» What is being asked
Repeat only the lines below from the one containing "Query: utility pole" through the one containing "find mint sprig", inclusive, exactly as written.

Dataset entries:
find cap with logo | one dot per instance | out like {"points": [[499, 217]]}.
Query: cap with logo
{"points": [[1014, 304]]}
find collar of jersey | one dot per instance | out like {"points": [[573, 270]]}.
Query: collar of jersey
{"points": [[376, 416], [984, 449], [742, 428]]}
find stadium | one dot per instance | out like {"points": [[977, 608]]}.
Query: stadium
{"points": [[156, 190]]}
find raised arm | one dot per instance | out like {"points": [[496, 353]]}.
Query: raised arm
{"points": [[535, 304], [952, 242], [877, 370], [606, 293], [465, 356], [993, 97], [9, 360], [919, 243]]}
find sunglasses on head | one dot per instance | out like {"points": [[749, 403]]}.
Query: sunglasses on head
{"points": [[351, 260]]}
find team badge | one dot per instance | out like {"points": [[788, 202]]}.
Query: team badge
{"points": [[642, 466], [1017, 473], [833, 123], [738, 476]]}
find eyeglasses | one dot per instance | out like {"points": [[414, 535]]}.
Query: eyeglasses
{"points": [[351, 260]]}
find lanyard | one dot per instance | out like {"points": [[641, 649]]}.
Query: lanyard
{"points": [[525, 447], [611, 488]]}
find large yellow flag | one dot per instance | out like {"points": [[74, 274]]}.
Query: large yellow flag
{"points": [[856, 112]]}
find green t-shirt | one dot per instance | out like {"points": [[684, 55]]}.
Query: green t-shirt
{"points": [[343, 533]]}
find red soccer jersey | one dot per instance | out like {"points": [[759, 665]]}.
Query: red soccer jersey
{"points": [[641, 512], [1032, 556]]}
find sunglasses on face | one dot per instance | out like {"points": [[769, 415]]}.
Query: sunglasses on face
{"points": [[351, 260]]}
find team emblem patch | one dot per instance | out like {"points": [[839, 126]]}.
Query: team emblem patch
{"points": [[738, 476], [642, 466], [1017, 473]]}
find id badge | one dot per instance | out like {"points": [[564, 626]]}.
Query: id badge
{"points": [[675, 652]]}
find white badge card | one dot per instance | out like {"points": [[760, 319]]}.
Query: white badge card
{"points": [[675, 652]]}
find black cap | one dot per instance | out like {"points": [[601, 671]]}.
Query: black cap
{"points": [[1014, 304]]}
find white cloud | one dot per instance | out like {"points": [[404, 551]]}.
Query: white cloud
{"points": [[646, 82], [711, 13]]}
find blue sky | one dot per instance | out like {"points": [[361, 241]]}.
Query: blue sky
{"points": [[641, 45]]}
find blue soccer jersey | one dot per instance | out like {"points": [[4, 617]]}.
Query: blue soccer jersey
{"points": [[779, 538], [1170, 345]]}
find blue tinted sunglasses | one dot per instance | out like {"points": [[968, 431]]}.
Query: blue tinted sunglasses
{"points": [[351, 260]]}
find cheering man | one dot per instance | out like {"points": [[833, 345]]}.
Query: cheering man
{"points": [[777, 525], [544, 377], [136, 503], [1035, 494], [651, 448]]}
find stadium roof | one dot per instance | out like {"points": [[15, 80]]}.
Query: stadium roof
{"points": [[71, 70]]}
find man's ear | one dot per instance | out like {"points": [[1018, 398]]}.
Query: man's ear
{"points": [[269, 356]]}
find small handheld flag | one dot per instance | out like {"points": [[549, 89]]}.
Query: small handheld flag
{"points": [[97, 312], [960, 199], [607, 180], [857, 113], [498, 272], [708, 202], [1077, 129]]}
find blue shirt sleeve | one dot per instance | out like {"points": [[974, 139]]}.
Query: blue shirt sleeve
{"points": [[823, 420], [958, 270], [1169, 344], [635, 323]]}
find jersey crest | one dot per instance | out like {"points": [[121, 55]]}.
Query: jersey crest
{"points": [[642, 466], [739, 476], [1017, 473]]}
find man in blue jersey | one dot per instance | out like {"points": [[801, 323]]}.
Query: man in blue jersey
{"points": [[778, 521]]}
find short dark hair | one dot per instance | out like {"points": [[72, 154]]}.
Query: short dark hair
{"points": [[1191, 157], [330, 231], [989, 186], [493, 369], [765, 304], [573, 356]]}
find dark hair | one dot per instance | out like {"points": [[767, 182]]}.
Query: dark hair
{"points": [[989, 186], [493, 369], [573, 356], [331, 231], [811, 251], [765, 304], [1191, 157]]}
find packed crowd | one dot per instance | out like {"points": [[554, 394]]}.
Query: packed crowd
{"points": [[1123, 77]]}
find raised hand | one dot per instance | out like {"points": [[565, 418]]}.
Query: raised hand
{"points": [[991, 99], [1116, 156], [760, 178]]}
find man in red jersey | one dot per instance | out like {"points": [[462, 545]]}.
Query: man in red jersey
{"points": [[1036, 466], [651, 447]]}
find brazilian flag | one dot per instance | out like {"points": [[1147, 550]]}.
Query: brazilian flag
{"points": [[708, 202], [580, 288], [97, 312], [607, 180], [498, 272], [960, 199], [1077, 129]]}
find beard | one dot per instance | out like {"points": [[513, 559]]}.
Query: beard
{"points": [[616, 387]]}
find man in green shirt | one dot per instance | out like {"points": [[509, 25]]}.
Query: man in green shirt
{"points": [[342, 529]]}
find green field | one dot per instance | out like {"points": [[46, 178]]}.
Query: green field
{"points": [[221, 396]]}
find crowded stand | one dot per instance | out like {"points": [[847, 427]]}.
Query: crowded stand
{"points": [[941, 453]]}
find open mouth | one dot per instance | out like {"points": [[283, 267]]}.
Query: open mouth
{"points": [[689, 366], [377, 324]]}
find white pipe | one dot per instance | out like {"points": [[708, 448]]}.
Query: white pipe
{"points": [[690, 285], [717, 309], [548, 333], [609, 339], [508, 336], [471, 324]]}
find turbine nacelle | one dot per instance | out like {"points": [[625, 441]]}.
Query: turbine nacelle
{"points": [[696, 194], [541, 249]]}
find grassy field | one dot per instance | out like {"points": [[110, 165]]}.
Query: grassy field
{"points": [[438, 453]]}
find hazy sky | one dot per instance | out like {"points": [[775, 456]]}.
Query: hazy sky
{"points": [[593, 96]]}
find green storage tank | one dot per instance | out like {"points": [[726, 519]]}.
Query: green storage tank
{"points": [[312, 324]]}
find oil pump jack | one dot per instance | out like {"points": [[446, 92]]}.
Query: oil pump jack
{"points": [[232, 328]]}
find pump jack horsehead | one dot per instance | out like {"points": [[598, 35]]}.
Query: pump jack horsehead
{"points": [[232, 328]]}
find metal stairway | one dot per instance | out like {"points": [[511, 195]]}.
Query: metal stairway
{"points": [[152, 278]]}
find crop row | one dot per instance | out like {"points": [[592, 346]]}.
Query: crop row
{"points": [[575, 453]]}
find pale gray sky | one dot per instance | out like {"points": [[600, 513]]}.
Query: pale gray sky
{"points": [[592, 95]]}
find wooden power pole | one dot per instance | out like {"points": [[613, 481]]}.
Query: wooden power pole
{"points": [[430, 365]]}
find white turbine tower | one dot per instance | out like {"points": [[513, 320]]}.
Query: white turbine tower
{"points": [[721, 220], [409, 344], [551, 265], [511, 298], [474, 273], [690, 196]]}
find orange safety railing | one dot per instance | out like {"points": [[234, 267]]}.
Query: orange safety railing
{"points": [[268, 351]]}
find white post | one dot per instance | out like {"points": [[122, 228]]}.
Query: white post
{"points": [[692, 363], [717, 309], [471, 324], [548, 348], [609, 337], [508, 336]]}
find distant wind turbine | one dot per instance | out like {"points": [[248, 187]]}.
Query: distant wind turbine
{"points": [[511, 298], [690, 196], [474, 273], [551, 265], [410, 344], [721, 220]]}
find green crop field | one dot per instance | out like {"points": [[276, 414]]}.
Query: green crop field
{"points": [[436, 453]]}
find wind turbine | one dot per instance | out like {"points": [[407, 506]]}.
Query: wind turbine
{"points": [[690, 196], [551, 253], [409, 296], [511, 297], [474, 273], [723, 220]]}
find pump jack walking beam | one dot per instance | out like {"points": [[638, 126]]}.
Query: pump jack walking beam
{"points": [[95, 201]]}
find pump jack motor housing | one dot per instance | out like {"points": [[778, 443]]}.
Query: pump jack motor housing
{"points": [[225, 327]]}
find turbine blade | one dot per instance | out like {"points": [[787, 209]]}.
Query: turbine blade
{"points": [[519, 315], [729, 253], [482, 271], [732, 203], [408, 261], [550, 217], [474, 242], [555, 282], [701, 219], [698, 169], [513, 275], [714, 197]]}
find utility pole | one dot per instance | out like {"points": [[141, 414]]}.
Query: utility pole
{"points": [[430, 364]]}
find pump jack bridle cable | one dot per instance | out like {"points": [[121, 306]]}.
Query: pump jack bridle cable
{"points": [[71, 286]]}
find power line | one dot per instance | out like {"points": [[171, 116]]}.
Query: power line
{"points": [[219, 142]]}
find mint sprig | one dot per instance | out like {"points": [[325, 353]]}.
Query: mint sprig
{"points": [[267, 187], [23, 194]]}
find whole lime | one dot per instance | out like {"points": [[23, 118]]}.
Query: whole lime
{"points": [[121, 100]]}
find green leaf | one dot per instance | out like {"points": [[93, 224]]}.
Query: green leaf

» Answer area
Query: utility pole
{"points": [[430, 364]]}
find pump jack bridle cable | one dot per instance | out like {"points": [[121, 306]]}.
Query: pump jack bridle cable
{"points": [[71, 286]]}
find power line | one dot per instance | out like {"points": [[171, 116]]}.
Query: power line
{"points": [[219, 142]]}
find mint sprig | one dot per instance | out like {"points": [[325, 353]]}.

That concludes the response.